W samochodzie zaparkowanym przy szpitalu gminnym w Bogatyni (Dolnośląskie) znaleziono ciało 33-latki. Prokuratura informuje, że kobieta przyjechała do placówki, by zrobić test na COVID-19. Przyczyna śmierci będzie znana po przeprowadzeniu sekcji zwłok.
Samochód z ciałem kobiety stał w poniedziałek na parkingu przy szpitalu, ale – jak podkreśla prokuratura – nie był to teren szpitala. Odkrycia około godziny 8 rano dokonali pracownicy placówki kończący nocną zmianę. Na miejscu pracowali policjanci pod nadzorem prokuratora.
- Policjanci ustalają okoliczności zdarzenia. Wstępne ustalenia wykluczyły udział osób trzecich. Ciało zostało zabezpieczone do sekcji zwłok - poinformowała Agnieszka Goguł, rzeczniczka policji w Zgorzelcu.
Sekcja będzie kluczowa dla ustalenia przyczyny zgonu. Data jej przeprowadzenia nie została jeszcze wyznaczona.
"Przyjechała zrobić test"
Prokuratura Rejonowa w Zgorzelcu wszczęła śledztwo w kierunku nieumyślnego spowodowania śmierci. Szef tej jednostki prokurator Paweł Podhajski przekazuje pierwsze ustalenia śledczych. - Kobieta pracowała za granicą. Nie była pacjentką szpitala, nie leczyła się. Przyjechała zrobić test na COVID-19 - mówi Podhajski.
Rzecznik Prokuratury Okręgowej w Jeleniej Górze Tomasz Czułowski dodaje, że testy miały rozpocząć się o godzinie 8.
::::
- [Treść zadania]:
Przepisz bez żadnych zmian cały tekst o śmierci 33-latki przy szpitalu w Bogatyni. Rekordy zamieszczone niżej stanowią odrębny materiał.
::::
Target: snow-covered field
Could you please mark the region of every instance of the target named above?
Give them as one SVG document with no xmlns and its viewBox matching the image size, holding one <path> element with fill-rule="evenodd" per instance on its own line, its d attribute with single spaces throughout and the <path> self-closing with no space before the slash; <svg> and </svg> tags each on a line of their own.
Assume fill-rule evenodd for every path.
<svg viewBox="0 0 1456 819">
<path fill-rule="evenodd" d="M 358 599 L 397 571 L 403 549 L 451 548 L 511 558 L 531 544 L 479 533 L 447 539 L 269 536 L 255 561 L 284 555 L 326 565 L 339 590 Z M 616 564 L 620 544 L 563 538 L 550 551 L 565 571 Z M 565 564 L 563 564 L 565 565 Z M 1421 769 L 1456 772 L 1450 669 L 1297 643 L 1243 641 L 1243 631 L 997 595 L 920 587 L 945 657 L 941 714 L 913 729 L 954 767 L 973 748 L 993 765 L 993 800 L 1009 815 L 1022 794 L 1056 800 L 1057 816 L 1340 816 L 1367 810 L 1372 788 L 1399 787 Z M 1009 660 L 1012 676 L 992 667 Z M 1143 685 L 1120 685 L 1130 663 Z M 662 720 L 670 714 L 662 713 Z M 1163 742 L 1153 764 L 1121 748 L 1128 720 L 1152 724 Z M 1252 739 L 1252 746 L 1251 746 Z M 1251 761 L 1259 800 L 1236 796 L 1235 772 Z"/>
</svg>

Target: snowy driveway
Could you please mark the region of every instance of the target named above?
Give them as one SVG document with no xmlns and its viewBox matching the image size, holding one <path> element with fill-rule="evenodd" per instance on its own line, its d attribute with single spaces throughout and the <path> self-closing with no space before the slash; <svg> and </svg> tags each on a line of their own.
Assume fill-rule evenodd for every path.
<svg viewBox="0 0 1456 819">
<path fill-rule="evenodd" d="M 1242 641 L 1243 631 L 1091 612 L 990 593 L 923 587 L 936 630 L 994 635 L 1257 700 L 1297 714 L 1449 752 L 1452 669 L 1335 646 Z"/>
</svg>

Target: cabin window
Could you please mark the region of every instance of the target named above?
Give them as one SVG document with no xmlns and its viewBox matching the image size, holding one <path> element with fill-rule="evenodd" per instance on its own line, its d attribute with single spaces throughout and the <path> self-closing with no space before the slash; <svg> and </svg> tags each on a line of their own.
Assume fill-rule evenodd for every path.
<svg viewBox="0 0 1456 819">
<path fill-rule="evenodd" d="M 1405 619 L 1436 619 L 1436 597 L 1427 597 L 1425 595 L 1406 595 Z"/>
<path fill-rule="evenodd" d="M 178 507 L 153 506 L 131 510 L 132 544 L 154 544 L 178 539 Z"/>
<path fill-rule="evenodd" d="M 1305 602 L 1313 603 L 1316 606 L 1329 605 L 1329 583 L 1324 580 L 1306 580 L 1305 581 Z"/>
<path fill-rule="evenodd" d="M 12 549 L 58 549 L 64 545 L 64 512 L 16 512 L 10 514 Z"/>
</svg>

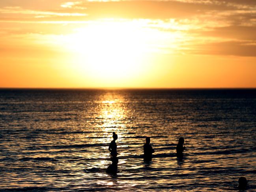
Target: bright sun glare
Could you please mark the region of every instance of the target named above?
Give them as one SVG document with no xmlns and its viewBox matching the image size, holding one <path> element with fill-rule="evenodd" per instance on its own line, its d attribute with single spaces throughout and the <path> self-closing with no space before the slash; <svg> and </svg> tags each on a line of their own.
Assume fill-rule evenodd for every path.
<svg viewBox="0 0 256 192">
<path fill-rule="evenodd" d="M 143 70 L 149 39 L 156 32 L 133 22 L 107 21 L 89 23 L 61 41 L 75 53 L 77 71 L 125 78 Z"/>
</svg>

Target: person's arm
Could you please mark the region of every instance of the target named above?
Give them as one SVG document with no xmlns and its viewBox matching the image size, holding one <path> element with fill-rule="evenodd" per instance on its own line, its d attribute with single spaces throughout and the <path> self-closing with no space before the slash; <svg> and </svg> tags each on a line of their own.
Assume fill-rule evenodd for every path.
<svg viewBox="0 0 256 192">
<path fill-rule="evenodd" d="M 112 142 L 110 143 L 109 144 L 109 146 L 108 146 L 108 150 L 109 151 L 111 152 L 111 146 L 112 146 Z"/>
<path fill-rule="evenodd" d="M 150 145 L 150 146 L 151 147 L 151 151 L 152 152 L 152 153 L 155 153 L 155 150 L 153 149 L 152 146 Z"/>
</svg>

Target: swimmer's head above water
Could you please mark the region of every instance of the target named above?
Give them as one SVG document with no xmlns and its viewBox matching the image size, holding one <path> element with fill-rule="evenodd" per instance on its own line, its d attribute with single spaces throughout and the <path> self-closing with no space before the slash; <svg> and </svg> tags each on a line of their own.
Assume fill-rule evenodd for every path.
<svg viewBox="0 0 256 192">
<path fill-rule="evenodd" d="M 149 144 L 150 143 L 150 138 L 149 137 L 146 137 L 146 144 Z"/>
<path fill-rule="evenodd" d="M 247 182 L 246 178 L 244 177 L 241 177 L 238 179 L 238 186 L 237 187 L 240 189 L 245 189 L 247 186 Z"/>
</svg>

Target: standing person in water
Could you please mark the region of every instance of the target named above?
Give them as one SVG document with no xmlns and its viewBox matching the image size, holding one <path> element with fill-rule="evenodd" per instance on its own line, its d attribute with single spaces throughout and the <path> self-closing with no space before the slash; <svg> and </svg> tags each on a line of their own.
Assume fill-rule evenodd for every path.
<svg viewBox="0 0 256 192">
<path fill-rule="evenodd" d="M 150 143 L 150 138 L 146 138 L 146 143 L 143 146 L 144 150 L 144 160 L 146 161 L 151 161 L 152 160 L 152 154 L 155 153 L 155 151 L 152 148 Z"/>
<path fill-rule="evenodd" d="M 113 141 L 109 144 L 108 150 L 110 151 L 110 154 L 112 157 L 116 157 L 117 156 L 117 150 L 116 140 L 117 139 L 117 135 L 115 132 L 113 132 Z"/>
<path fill-rule="evenodd" d="M 186 148 L 185 147 L 183 147 L 184 142 L 184 138 L 183 137 L 180 137 L 179 139 L 178 144 L 176 147 L 176 154 L 178 157 L 182 157 L 183 156 L 183 151 Z"/>
<path fill-rule="evenodd" d="M 117 164 L 118 163 L 118 159 L 116 157 L 111 158 L 112 164 L 109 165 L 106 170 L 106 172 L 112 175 L 116 175 L 117 173 Z"/>
</svg>

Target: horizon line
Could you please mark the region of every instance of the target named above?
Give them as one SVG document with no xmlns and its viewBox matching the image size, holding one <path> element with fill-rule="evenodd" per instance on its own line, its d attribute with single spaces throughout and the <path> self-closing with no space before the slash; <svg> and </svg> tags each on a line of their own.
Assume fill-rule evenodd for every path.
::::
- [Rozwiązanie zadania]:
W samochodzie zaparkowanym przy szpitalu gminnym w Bogatyni (Dolnośląskie) znaleziono ciało 33-latki. Prokuratura informuje, że kobieta przyjechała do placówki, by zrobić test na COVID-19. Przyczyna śmierci będzie znana po przeprowadzeniu sekcji zwłok.
Samochód z ciałem kobiety stał w poniedziałek na parkingu przy szpitalu, ale – jak podkreśla prokuratura – nie był to teren szpitala. Odkrycia około godziny 8 rano dokonali pracownicy placówki kończący nocną zmianę. Na miejscu pracowali policjanci pod nadzorem prokuratora.
- Policjanci ustalają okoliczności zdarzenia. Wstępne ustalenia wykluczyły udział osób trzecich. Ciało zostało zabezpieczone do sekcji zwłok - poinformowała Agnieszka Goguł, rzeczniczka policji w Zgorzelcu.
Sekcja będzie kluczowa dla ustalenia przyczyny zgonu. Data jej przeprowadzenia nie została jeszcze wyznaczona.
"Przyjechała zrobić test"
Prokuratura Rejonowa w Zgorzelcu wszczęła śledztwo w kierunku nieumyślnego spowodowania śmierci. Szef tej jednostki prokurator Paweł Podhajski przekazuje pierwsze ustalenia śledczych. - Kobieta pracowała za granicą. Nie była pacjentką szpitala, nie leczyła się. Przyjechała zrobić test na COVID-19 - mówi Podhajski.
Rzecznik Prokuratury Okręgowej w Jeleniej Górze Tomasz Czułowski dodaje, że testy miały rozpocząć się o godzinie 8.